■ Exercise text ■
Start of Block

Hot dog served in a bun slathered with cream cheese

A Seattle-style hot dog, locally referred to as a Seattle Dog, is a hot dog served in a bun slathered with cream cheese and topped with caramelized onions and sometimes jalapeños. In Seattle, the dogs are sold from food carts, especially outside stadiums on game day and as a late-night meal outside the city's music venues.

==History==

The Seattle-style hot dog was invented in 1989 in the Pioneer Square neighborhood by Hadley Long, a vegetarian food vendor from Ohio, who operated a bagel cart on the sidewalk between the Central Saloon and J&M Cafe and Cardroom. Long originally served only vegetarian bagels and toppings from his cart, but soon gave in to late-night demand for meat by adding hot dogs to his existing bagels and cream cheese. He sourced bialy-style buns from the Bagel Deli on Capitol Hill and spread both sides with cream cheese before adding a hot dog, naming his new recipe and cart Hadley's Bagel Dogs.

End of Block

■ Task instructions ■
A) Retype the passage on the Seattle-style hot dog word for word, starting at "The Seattle-style hot" and ending at "Hadley's Bagel Dogs.".
B) According to the passage on the Seattle-style hot dog, in what year was this hot dog invented?
C) Proceed with the passage on the Seattle-style hot dog, writing on from its final sentence.
The items that follow come from a different source than the passage on the Seattle-style hot dog.

■ Excerpted records ■
Start of Block

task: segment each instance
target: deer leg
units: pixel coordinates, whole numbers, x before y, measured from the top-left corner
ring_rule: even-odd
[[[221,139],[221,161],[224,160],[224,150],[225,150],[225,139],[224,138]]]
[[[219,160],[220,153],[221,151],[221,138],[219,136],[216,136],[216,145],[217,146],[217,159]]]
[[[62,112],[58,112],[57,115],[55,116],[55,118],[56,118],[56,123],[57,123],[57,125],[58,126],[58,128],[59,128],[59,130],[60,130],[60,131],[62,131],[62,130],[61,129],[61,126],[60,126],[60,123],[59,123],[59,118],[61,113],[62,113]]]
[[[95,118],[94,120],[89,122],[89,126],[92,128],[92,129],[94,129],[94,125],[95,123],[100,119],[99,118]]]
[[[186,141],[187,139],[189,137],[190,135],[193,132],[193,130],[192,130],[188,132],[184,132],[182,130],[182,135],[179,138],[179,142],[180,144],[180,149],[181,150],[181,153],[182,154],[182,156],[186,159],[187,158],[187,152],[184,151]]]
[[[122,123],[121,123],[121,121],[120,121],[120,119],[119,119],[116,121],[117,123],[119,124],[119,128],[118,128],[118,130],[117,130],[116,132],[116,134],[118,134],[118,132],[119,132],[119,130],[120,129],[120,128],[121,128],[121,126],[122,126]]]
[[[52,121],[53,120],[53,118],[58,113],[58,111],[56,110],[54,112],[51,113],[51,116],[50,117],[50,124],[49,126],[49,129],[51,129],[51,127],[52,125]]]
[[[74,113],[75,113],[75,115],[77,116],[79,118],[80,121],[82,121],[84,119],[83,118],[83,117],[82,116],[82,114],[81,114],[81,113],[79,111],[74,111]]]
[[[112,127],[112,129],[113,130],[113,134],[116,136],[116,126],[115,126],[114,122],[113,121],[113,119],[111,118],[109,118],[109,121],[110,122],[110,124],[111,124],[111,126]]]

End of Block

■ Results ■
A)
The Seattle-style hot dog was invented in 1989 in the Pioneer Square neighborhood by Hadley Long, a vegetarian food vendor from Ohio, who operated a bagel cart on the sidewalk between the Central Saloon and J&M Cafe and Cardroom. Long originally served only vegetarian bagels and toppings from his cart, but soon gave in to late-night demand for meat by adding hot dogs to his existing bagels and cream cheese. He sourced bialy-style buns from the Bagel Deli on Capitol Hill and spread both sides with cream cheese before adding a hot dog, naming his new recipe and cart Hadley's Bagel Dogs.

B) 1989

C)
Seattle Dogs increased in popularity at bars and music venues during the grunge movement of the 1990s. In 1999, The Stranger favorably reviewed the hot dog stand outside The Showbox, seemingly the first mention of cream cheese hot dogs by local media.

Seattle-style hot dogs are now often sold at bars and their surrounding street vendors at night. They are also available at and near the city's sporting venues. A vendor told Seattle Weekly that he believed large crowds visiting stands outside of Safeco Field (now T-Mobile Park) during the Seattle Mariners 2001 116–46 season was "the big boom" for the recipe.

In Everett, a cart began selling Seattle-style dogs outside Angel of the Winds Arena in 2009. The Seattle Mariners began serving Seattle Dogs at the Hit it Here Café inside T-Mobile Park during the 2010 season.

James Beard Award-winning Seattle chef Renee Erickson features an $18 hot dog on the menu of the Deep Dive bar at the Amazon Spheres. The gourmet take on the Seattle Dog is dressed with whipped cream cheese, pickled jalapeños, pickled red onions, and pink salmon roe caviar.

==Preparation==
The sausage is cut butterfly style then grilled and served on either a hoagie roll or bun, usually toasted.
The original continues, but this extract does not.